Extract to read:

On April 3, 1926, the Toronto Star reported that an airplane was forced to land on a frozen Lake Pogamasing due to engine failure. The downed aircraft, a Curtiss Lark, was being flown from New York to Red Lake in northwestern Ontario. The flight was expected to take a few days, but bad weather intervened at every stage of the flight, and the flight ended up taking three weeks.

Red Lake, in northwestern Ontario, was experiencing a gold rush in the 1920s. It was said to be as big as the Yukon gold rush of 1898, so a flood of prospectors and mining companies descended on the area. To give themselves a competitive advantage, mining companies bought airplanes for exploration work. In late March 1926, the Patricia Airways and Exploration Company, owned by the famed Doc Oakes, had purchased a Curtiss Lark and arranged for it to be flown from New York to Red Lake.

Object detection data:
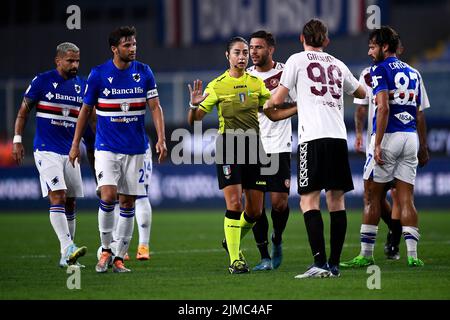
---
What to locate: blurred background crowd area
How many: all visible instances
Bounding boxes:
[0,0,450,208]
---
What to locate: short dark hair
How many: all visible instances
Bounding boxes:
[227,37,248,53]
[369,26,400,53]
[302,19,328,48]
[250,30,275,47]
[108,26,136,47]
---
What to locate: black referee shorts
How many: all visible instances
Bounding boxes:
[216,134,267,192]
[265,152,291,194]
[297,138,353,195]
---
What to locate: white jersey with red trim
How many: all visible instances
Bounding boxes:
[247,62,295,154]
[83,60,158,154]
[280,51,359,143]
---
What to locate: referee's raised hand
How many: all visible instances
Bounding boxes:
[188,79,209,106]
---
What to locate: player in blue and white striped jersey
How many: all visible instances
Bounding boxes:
[13,42,90,267]
[341,26,429,267]
[70,27,167,272]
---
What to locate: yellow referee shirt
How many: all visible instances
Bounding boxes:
[200,70,270,134]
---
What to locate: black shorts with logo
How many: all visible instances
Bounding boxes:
[216,134,267,192]
[264,152,291,194]
[297,138,353,195]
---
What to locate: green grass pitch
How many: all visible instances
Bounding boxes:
[0,210,450,300]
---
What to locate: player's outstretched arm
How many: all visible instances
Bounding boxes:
[353,85,366,99]
[373,90,389,165]
[263,85,297,121]
[263,101,297,121]
[147,97,167,163]
[355,104,369,153]
[69,103,92,167]
[12,97,36,165]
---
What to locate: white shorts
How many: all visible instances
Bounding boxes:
[34,151,84,198]
[95,150,145,196]
[364,132,418,185]
[144,147,153,186]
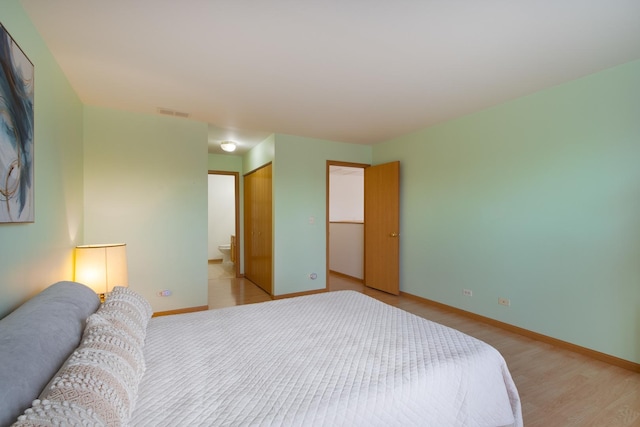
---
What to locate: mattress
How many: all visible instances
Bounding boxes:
[131,291,522,426]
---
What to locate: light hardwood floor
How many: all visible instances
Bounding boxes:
[209,275,640,427]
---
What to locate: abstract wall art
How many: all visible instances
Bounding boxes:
[0,24,34,223]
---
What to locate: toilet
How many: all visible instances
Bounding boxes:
[218,243,231,263]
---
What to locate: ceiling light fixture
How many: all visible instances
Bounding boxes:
[220,141,236,152]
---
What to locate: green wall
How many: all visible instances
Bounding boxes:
[273,134,371,295]
[373,61,640,362]
[84,106,208,311]
[0,0,84,318]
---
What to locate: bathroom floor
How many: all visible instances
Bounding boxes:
[208,260,236,280]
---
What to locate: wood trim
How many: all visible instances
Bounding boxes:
[271,289,328,300]
[329,270,364,285]
[400,291,640,373]
[151,305,209,317]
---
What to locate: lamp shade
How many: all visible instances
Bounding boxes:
[75,243,129,294]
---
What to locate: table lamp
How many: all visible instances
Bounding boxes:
[74,243,129,302]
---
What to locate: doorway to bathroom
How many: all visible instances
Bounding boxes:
[327,161,369,282]
[207,171,240,280]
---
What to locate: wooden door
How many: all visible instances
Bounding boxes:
[244,164,273,295]
[364,162,400,295]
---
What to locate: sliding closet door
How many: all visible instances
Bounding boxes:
[244,164,273,295]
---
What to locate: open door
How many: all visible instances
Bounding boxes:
[364,162,400,295]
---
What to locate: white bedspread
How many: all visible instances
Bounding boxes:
[131,291,522,427]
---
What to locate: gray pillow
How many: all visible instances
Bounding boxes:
[0,282,100,426]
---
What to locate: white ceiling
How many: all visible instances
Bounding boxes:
[22,0,640,152]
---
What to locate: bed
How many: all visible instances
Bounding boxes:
[0,282,522,427]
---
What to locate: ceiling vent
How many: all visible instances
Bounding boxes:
[158,107,189,119]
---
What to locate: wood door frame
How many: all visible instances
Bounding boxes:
[207,170,242,277]
[325,160,371,291]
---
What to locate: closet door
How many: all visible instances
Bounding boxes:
[244,164,273,295]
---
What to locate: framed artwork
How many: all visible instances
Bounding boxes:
[0,24,34,223]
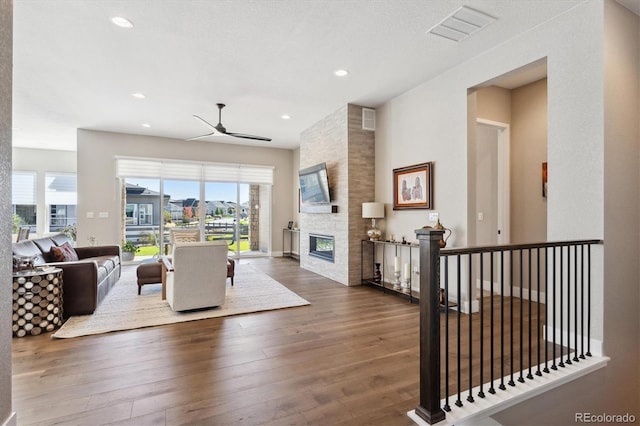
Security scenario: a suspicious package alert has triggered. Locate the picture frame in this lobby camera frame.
[393,162,433,210]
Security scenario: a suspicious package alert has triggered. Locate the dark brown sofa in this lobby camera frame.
[13,234,121,318]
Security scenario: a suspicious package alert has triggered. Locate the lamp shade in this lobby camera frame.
[362,203,384,219]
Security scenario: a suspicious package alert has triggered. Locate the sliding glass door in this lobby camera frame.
[117,159,273,257]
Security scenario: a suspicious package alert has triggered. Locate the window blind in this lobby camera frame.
[116,158,273,185]
[11,171,36,204]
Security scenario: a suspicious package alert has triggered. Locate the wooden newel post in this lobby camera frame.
[415,228,445,424]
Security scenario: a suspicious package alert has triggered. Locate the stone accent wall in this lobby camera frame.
[348,105,376,285]
[0,0,16,424]
[300,105,375,285]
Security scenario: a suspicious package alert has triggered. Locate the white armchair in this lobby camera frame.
[163,241,227,311]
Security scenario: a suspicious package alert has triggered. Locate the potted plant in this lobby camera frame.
[122,240,139,261]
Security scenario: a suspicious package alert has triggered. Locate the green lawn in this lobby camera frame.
[136,240,249,256]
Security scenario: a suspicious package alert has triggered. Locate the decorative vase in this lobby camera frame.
[422,219,453,248]
[373,263,382,284]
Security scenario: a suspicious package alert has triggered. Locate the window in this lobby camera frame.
[116,158,274,256]
[125,204,138,225]
[11,171,37,232]
[44,173,78,232]
[49,204,78,232]
[138,204,153,225]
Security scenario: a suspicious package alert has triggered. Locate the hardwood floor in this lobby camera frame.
[13,258,550,426]
[13,258,419,426]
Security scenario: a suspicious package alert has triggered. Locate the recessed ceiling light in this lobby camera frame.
[111,16,133,28]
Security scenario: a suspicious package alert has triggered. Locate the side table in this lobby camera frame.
[13,267,62,337]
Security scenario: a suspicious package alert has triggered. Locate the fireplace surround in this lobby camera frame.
[309,234,335,263]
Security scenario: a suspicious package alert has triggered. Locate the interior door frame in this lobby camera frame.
[476,118,511,245]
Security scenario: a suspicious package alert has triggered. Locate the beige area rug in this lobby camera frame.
[51,262,309,339]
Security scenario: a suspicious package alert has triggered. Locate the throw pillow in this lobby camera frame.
[49,242,78,262]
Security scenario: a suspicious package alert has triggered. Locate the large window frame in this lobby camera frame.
[116,157,274,257]
[11,170,38,232]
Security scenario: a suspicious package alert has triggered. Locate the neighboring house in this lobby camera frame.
[125,183,171,243]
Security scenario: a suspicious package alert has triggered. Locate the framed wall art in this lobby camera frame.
[393,162,433,210]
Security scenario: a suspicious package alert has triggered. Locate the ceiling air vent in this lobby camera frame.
[362,108,376,130]
[427,6,497,42]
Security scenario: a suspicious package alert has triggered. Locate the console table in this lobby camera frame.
[282,228,300,259]
[13,267,63,337]
[360,240,420,303]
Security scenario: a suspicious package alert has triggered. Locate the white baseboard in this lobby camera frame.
[2,411,18,426]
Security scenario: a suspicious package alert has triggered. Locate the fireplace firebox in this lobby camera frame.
[309,234,335,263]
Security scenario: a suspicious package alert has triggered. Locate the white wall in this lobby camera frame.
[376,0,640,424]
[77,130,293,252]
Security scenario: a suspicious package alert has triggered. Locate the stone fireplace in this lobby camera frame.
[299,105,375,285]
[309,234,335,263]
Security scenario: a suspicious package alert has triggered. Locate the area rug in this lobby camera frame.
[51,262,309,339]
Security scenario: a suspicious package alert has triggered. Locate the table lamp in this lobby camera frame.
[362,203,384,241]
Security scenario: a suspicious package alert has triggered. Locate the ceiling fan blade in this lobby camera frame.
[193,114,216,131]
[224,132,271,142]
[186,132,215,141]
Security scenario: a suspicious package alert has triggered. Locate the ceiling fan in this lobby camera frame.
[187,104,271,142]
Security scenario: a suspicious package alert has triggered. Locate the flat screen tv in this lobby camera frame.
[298,163,331,206]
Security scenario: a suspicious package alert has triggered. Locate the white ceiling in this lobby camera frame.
[13,0,596,150]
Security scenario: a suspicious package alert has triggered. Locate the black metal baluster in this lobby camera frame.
[498,250,507,390]
[573,244,580,361]
[518,250,524,383]
[580,244,585,359]
[558,247,564,367]
[565,246,571,365]
[509,251,516,386]
[467,253,473,402]
[442,256,451,411]
[542,247,549,373]
[527,249,533,379]
[478,252,484,398]
[536,247,547,376]
[587,244,591,356]
[551,247,558,370]
[489,251,496,394]
[456,255,462,407]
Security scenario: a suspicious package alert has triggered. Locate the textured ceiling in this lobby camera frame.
[13,0,592,150]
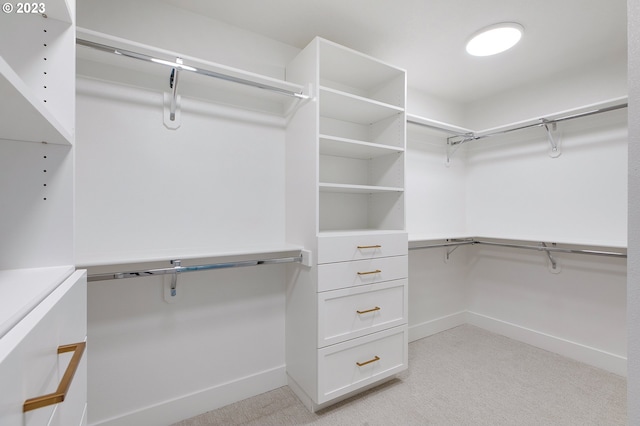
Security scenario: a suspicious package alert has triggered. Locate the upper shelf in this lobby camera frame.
[320,135,404,159]
[320,87,404,124]
[0,57,72,145]
[407,96,628,139]
[77,28,306,116]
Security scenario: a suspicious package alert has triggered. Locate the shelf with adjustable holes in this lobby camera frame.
[0,0,87,426]
[286,38,408,411]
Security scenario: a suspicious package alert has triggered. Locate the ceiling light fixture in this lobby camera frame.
[467,22,524,56]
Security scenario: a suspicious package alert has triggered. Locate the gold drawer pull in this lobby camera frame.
[358,269,382,275]
[22,342,87,412]
[356,306,381,315]
[356,355,380,367]
[358,244,382,250]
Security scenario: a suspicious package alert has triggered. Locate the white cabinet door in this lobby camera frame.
[0,271,87,426]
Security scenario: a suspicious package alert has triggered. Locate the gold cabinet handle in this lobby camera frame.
[356,355,380,367]
[22,342,87,412]
[358,269,382,275]
[356,306,382,315]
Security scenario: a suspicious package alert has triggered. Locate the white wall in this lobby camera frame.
[76,78,292,424]
[627,0,640,425]
[406,50,627,375]
[462,110,627,247]
[462,51,627,130]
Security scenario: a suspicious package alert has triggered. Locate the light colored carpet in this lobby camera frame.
[174,325,627,426]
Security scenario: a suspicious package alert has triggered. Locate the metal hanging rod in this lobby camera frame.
[409,238,627,258]
[76,38,309,99]
[87,254,302,282]
[448,102,628,146]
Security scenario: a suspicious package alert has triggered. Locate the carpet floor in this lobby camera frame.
[174,325,627,426]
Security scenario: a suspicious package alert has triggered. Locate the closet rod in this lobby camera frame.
[449,103,628,145]
[409,239,627,258]
[76,38,309,99]
[87,254,302,282]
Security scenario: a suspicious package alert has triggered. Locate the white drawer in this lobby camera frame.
[318,326,408,404]
[318,279,407,347]
[0,271,87,426]
[318,256,408,291]
[318,232,408,264]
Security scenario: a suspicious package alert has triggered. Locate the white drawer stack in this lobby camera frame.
[286,38,408,410]
[318,233,408,404]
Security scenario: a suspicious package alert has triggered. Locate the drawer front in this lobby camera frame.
[318,232,408,264]
[0,271,87,426]
[318,279,407,347]
[318,256,408,291]
[318,326,408,404]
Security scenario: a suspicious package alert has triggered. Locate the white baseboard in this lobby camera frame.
[466,311,627,377]
[409,311,467,342]
[89,365,287,426]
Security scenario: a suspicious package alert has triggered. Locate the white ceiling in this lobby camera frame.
[166,0,627,103]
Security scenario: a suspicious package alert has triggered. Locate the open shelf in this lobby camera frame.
[320,87,404,124]
[0,11,75,145]
[78,29,303,116]
[320,135,404,160]
[319,183,404,194]
[0,265,74,338]
[320,40,405,108]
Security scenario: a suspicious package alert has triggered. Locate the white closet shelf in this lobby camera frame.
[407,96,628,137]
[0,265,75,338]
[409,234,627,251]
[320,135,404,160]
[77,28,304,116]
[0,57,73,145]
[42,0,75,24]
[320,39,405,92]
[76,243,303,272]
[320,87,404,124]
[407,113,473,135]
[318,183,404,194]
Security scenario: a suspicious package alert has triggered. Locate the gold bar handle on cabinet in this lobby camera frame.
[356,306,382,315]
[22,342,87,412]
[356,355,380,367]
[358,269,382,275]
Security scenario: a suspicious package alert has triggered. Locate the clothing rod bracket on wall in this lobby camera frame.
[409,237,627,274]
[440,102,628,165]
[87,255,310,303]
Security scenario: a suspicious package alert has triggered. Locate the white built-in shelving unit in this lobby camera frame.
[0,0,86,425]
[286,38,407,409]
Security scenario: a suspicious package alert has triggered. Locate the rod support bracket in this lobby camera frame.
[540,242,560,274]
[541,118,562,158]
[164,58,183,130]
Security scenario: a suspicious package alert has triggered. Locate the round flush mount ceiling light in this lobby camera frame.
[467,22,524,56]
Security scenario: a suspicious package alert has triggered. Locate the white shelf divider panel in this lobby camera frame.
[0,57,72,145]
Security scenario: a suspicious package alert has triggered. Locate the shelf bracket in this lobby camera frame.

Work instructions:
A. Rewrite the passage on the Red Lake flight between "Red Lake, in" and "to Red Lake.", inclusive, changing "gold rush" to "mining boom".
B. List every calendar date, year, or decade mentioned in the extract on the Red Lake flight, in order of appearance.
This material comes from a separate source.

Set of answers:
A.
Red Lake, in northwestern Ontario, was experiencing a mining boom in the 1920s. It was said to be as big as the Yukon mining boom of 1898, so a flood of prospectors and mining companies descended on the area. To give themselves a competitive advantage, mining companies bought airplanes for exploration work. In late March 1926, the Patricia Airways and Exploration Company, owned by the famed Doc Oakes, had purchased a Curtiss Lark and arranged for it to be flown from New York to Red Lake.

B.
- April 3, 1926
- the 1920s
- 1898
- late March 1926